Provided passage.
== Segment start ==

We believe that our variability is probably a little bit lower. However, we're looking at a very similar to Vabysmo type of number. We use the four-and-a-half-letter margin as suggested by the agency. To get to the 90%, as you would expect on the phase III study.

Eka Gigauri (Equity Research Director)

Thank you.

Operator (participant)

Thank you. Our next question is coming from Daniil Gataulin with Chardan. Your line is live.

Daniil Gataulin (Senior Research Analyst)

Hey, guys. Thank you for taking my question. Victor, I have one for you. Can you please elaborate on redosing criteria, which, as I understand, relies on OCT biomarkers and how these interplay with the rescue criteria of the BCVA loss and the fluid gain? Also, where does the physician's discretion come in in redosing decision? Because I think that's always a big variability factor. Thank you.

Victor Chong (Chief Medical Officer and Head of Research and Development)

Yeah.Thank you for that question and allowing me to spend time to explain that. Redosing and rescue is two different things in our position. Redosing is similar to what we have seen with Eylea high dose and Vabysmo. They have a certain criteria, and the two companies have different criteria. I'm not going to go into detail of their criteria. Again, neither of those are really used in clinical practice. We have spent quite a lot of time talking to a lot of KOL, including mys elf, that we consider that just the thickness is not really that reliable. In fact, that's something what we call intraretinal fluid, meaning the fluid is actually inside the retina to subretinal fluid, which is the fluid just underneath the retina, so not in the retina.

== Segment end ==

The problem. Continue the conference call transcript on redosing and rescue criteria from the point where it stops.

Given entries.
== Segment start ==

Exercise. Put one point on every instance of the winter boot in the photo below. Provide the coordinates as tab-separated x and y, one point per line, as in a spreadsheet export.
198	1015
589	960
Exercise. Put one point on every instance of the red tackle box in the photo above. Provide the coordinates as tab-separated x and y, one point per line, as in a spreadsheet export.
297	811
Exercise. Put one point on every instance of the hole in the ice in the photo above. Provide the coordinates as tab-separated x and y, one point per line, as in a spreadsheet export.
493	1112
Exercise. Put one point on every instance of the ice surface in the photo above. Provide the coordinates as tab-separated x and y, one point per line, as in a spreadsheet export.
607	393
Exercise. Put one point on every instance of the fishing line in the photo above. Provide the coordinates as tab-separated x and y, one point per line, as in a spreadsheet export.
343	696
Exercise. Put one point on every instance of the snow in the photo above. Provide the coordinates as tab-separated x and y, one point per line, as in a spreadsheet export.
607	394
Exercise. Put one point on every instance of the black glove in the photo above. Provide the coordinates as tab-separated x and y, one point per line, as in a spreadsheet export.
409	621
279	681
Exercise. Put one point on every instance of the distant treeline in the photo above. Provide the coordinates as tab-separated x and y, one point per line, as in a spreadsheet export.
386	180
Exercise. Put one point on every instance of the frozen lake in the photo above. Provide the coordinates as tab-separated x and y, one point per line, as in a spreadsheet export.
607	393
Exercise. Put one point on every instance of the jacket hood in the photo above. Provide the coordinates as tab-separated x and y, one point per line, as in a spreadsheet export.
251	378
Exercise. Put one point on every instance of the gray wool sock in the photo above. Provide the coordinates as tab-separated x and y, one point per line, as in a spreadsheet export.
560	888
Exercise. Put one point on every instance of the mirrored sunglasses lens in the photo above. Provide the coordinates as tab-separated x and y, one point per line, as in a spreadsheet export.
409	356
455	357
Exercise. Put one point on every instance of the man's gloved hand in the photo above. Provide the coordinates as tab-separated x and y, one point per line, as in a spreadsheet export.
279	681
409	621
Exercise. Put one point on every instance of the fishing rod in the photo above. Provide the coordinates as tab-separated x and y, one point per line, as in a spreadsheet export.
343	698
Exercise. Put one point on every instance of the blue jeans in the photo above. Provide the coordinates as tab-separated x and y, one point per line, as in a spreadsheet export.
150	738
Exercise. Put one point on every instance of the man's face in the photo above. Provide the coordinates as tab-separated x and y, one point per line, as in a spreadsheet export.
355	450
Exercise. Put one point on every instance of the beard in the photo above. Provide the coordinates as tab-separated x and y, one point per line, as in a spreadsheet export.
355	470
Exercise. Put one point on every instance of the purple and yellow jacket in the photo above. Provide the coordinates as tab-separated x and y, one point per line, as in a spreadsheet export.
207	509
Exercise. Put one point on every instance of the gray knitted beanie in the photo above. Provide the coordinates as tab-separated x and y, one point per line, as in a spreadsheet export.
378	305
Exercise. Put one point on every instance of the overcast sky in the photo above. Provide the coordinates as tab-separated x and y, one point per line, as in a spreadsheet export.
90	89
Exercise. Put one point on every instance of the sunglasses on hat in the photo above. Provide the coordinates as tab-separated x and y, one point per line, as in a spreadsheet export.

== Segment end ==

Response area.
Over the years that we learned that intraretinal fluid, the fluid is actually inside the retina, they cause more damage, as one would expect it, and also cause more visual loss. Subretinal fluid, in fact, is actually not as much harm, and some debate that even some subretinal fluid is good for you. What we have decided is that because now that we can really map out not just the thickness, but we can actually map out the intraretinal fluid and subretinal fluid. The exact criteria we have not openly shared yet, but we can share is that if we have intraretinal fluid returning, that would be used to redosing the patient earlier. For subretinal fluid, we will allow a little bit more. That is similar to, as I mentioned, Eylea high dose and Vabysmo.

They have vision criteria, and they have so-called CST increase criteria, but we're just doing it a little bit more scientific, a little bit more technical. I think that is what we would plan to do, and that's what we're referring to. Luckily, we now have AI tools that can do that. The second part about rescue is, again, just like Eylea high dose and Vabysmo, they were very, very rare that they have rescue. In fact, we have agreed with the agency the criteria for rescue. That is different. That is something that the patient is losing vision as well as anatomy is getting worse. Again, this is something that we have agreed with the agency. That is very different and even different probably in some of our competitive trials.

Obviously, as you said, a physician can always so-called rescue a patient when they wanted to. We can't control that. On the other hand, what we believe is similar to Eylea high dose and Vabysmo. In fact, if anything, our redosing criteria are tighter, in other words, easier. We believe that because of that, we will have no rescue, very similar to Vabysmo and Eylea high dose. That is what we believe. We believe that that design is particularly useful because it has been proven by other drugs already. By doing that and by eliminating rescue, we believe that we can also reduce our regulatory risk and improve our possibility of success.

Operator (participant)

Thank you. As we have no further questions in the queue at this time, I would like to hand the call back over to Mr. Lasezkay for any closing remarks.

George Lasezkay (CEO)

I want to thank everyone for joining us on the call this afternoon. We greatly appreciate your continued interest in our company, Clearside, and we look forward to updating you on our progress. Operator, you may now disconnect the call.

Operator (participant)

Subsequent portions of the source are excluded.